▶ **DOCUMENT SECTION**:
>> begin

Since many web application developers are interested in the content delivery phase and come from a CGI background, mod_perl includes packages designed to make the transition from CGI simple and painless. Apache::PerlRun and Apache::Registry run unmodified CGI scripts, albeit much faster than mod_cgi.[10]

[10]Apache::RegistryNG and Apache::RegistryBB are two new experimental modules that you may want to try as well.

The difference between Apache::Registry and Apache::PerlRun is that Apache::Registry caches all scripts, and Apache::PerlRun doesn't. To understand why this matters, remember that if one of mod_perl's benefits is added speed, another is persistence. Just as the Perl interpreter is loaded only once, at child process startup, your scripts are loaded and compiled only once, when they are first used. This can be a double-edged sword: persistence means global variables aren't reset to initial values, and file and database handles aren't closed when the script ends. This can wreak havoc in badly written CGI scripts.

>> end

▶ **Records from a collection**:
>> begin

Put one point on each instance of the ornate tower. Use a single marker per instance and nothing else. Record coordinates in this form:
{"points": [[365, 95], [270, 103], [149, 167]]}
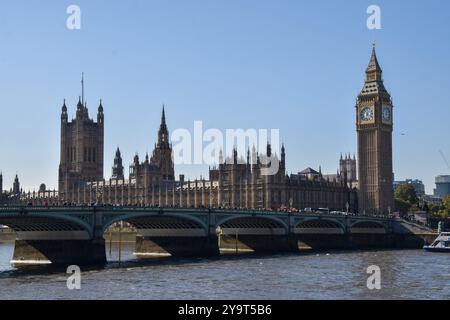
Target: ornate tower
{"points": [[82, 147], [347, 167], [374, 122], [16, 186], [162, 155], [117, 170]]}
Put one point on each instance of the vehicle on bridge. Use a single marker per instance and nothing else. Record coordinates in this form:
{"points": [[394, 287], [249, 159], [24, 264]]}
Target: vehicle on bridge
{"points": [[441, 244]]}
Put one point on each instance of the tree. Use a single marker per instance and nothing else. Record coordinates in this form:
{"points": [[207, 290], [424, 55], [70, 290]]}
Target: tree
{"points": [[402, 206], [406, 192], [446, 202]]}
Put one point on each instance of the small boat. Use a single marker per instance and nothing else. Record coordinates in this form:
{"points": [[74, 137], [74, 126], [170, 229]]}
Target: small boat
{"points": [[441, 244]]}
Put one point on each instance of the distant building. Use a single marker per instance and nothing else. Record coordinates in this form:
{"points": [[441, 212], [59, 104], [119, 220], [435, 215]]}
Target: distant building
{"points": [[442, 186], [348, 168], [416, 184]]}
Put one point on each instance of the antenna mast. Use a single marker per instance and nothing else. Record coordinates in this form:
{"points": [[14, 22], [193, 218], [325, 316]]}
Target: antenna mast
{"points": [[82, 88]]}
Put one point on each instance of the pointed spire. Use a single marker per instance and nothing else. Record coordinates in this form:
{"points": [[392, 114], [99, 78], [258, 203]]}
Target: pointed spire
{"points": [[82, 87], [373, 63], [64, 107], [100, 106], [163, 116]]}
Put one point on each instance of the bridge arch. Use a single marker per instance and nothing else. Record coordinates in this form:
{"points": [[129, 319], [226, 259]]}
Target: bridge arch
{"points": [[255, 223], [146, 220], [32, 222], [368, 227], [319, 226]]}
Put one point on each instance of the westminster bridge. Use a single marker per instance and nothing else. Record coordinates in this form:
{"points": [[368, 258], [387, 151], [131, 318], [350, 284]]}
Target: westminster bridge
{"points": [[75, 235]]}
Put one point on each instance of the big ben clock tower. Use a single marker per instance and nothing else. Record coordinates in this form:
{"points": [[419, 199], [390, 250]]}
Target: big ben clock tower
{"points": [[374, 123]]}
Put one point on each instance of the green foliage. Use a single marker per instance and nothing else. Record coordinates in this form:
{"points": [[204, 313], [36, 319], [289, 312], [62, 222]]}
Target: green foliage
{"points": [[407, 193], [446, 202], [402, 206], [433, 208]]}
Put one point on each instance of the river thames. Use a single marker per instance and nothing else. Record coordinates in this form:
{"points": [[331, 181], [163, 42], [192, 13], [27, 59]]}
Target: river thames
{"points": [[405, 274]]}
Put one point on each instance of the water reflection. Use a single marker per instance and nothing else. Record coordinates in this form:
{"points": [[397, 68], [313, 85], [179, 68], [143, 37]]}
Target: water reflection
{"points": [[409, 274]]}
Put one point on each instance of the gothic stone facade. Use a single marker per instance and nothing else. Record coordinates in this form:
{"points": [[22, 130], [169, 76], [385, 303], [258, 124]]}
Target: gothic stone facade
{"points": [[234, 183], [374, 123]]}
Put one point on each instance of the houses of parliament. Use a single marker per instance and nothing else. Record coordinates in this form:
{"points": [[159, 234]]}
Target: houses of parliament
{"points": [[234, 182]]}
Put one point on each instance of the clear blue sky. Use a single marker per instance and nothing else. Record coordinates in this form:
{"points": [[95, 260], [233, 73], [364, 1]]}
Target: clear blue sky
{"points": [[294, 65]]}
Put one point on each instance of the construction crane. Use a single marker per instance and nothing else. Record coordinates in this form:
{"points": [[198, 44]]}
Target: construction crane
{"points": [[445, 159]]}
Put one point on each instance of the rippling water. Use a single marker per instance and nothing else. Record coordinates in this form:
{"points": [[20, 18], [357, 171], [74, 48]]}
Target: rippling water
{"points": [[409, 274]]}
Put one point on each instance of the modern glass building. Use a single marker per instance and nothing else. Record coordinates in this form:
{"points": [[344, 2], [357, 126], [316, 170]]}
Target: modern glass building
{"points": [[442, 186]]}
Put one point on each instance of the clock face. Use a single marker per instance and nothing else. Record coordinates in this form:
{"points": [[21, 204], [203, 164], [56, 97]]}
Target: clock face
{"points": [[366, 114], [386, 113]]}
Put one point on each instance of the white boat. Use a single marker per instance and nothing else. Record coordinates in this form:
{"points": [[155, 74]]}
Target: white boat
{"points": [[441, 244]]}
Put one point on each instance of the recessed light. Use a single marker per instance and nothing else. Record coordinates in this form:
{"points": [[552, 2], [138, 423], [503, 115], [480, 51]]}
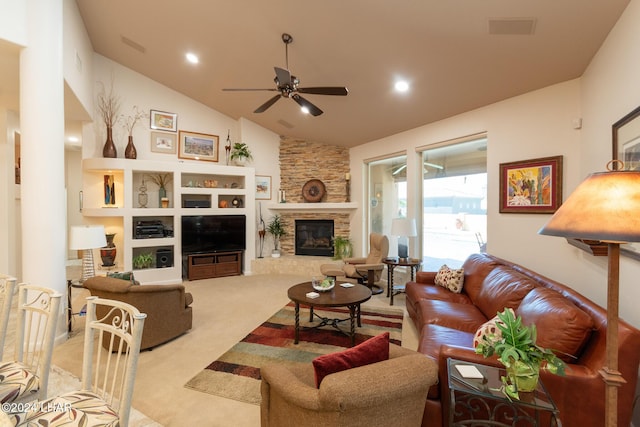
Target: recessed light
{"points": [[192, 58]]}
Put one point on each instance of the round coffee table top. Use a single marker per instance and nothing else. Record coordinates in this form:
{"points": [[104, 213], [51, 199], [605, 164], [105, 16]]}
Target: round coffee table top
{"points": [[337, 297]]}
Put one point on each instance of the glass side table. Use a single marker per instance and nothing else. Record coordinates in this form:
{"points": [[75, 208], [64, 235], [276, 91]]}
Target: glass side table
{"points": [[479, 401]]}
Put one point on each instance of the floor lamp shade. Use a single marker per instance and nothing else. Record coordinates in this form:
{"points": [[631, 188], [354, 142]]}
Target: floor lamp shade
{"points": [[86, 238], [605, 207], [403, 227]]}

>> end

▶ **INSTRUCTION**: Continue the passage on running CGI scripts under mod_perl, beginning after its final sentence.

▶ **SOLVED EXERCISE**:
Whether you should use Apache::Registry or Apache::PerlRun for your CGI scripts depends on how well written your existing Perl scripts are. Some scripts initialize all variables, close all file handles, use taint mode, and give only polite error messages. Others don't.

Apache::Registry compiles scripts on first use and keeps the compiled scripts in memory. On subsequent requests, all the needed code (the script and the modules it uses) is already compiled and loaded in memory. This gives you enormous performance benefits, but it requires that scripts be well behaved.

Apache::PerlRun, on the other hand, compiles scripts at each request. The script's namespace is flushed and is fresh at the start of every request. This allows scripts to enjoy the basic benefit of mod_perl (i.e., not having to load the Perl interpreter) without requiring poorly written scripts to be rewritten.

A typical problem some developers encounter when porting from mod_cgi to Apache::Registry is the use of uninitialized global variables. Consider the following script:

use CGI;
$q = CGI->new( );
$topsecret = 1 if $q->param("secret") eq 'Muahaha';
# ...
if ($topsecret) {
    display_topsecret_data( );
}
else {
    security_alert( );
}

This script will always do the right thing under mod_cgi: if secret=Muahaha is supplied, the top-secret data will be displayed via display_topsecret_data( ), and if the authentication fails, the security_alert( ) function will be called. This works only because under mod_cgi, all globals are undefined at the beginning of each request.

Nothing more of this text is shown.